*** TEXT BLOCK ***
Indeed, within the very small scale of incipient humanity corresponding to the stage of self-ascertainment (when signs were used and elements of language appeared), population and food supply were locked in the natural equation best reflected in the structural circularity of existence and survival. It is at this juncture that the heuristic condition applies: the more animals prey on a certain group, this group will either find survival strategies (adaptive or other kinds), or indeed cease to be available as food for others. But once the human being was ascertained, evidence shows that instead of focusing on one or few ways to get at its food sources, it actually diversified the practical experience of self-constitution and survival, proceeding from one, or few, to many resources. Homo Habilis was past the scavenging stage and well into foraging, hunting, and fishing during the pre-agricultural pragmatic frame. What for other species became only a limited food supply, and resulted in mechanisms of drastic growth control (through famine, cannibalism, and means of destroying life), in the human species resulted in a broadening of resources. In this process, the human being became a working being, and work an identifier of the species.

Language acquisition and the transition from the natural experience of self- constitution in survival to the practical experience of work are co-genetic. With each new scale that became possible, sequences of work marked a further departure from the universe of action-reaction. The observation to be made, without repeating information given in other chapters, is that from signs to incipient language, and from incipient language to stabilized means of expression, the scale of humankind changed and an underlying structure of practical experiences based on sequentiality, linearity, determinism (of one kind or another), and centralism established a new pragmatic framework. Individual syncretism was replaced by the syncretism of communities in which individuals are identified through their work.
*** End of TEXT BLOCK ***
*** INFORMATION SHOWN ***
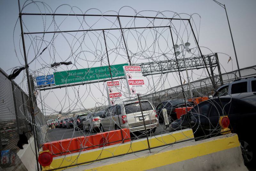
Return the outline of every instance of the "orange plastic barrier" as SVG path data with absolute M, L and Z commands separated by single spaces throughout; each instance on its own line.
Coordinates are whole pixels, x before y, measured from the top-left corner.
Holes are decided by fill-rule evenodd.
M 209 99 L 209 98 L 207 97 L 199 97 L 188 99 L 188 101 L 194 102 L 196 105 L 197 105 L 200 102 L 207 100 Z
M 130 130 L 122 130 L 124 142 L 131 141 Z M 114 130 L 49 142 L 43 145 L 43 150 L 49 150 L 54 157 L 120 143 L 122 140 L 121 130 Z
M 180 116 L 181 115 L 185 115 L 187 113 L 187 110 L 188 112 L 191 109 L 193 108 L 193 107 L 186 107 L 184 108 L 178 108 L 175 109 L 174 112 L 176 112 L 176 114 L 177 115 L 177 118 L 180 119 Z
*** End of INFORMATION SHOWN ***
__WORK TASK A__
In the passage on language and work, switch "syncretism" to "synthesis" and write out the part starting at "Language acquisition and" and ending at "through their work.".
__WORK TASK B__
According to the passage on language and work, what stage was Homo Habilis already past?
__WORK TASK C__
List the features on which the passage on language and work says the underlying structure of practical experiences was based.
Answer from the text alone, without using the records.

__FINAL ANSWER A__
Language acquisition and the transition from the natural experience of self- constitution in survival to the practical experience of work are co-genetic. With each new scale that became possible, sequences of work marked a further departure from the universe of action-reaction. The observation to be made, without repeating information given in other chapters, is that from signs to incipient language, and from incipient language to stabilized means of expression, the scale of humankind changed and an underlying structure of practical experiences based on sequentiality, linearity, determinism (of one kind or another), and centralism established a new pragmatic framework. Individual synthesis was replaced by the synthesis of communities in which individuals are identified through their work.

__FINAL ANSWER B__
The scavenging stage.

__FINAL ANSWER C__
sequentiality, linearity, determinism, centralism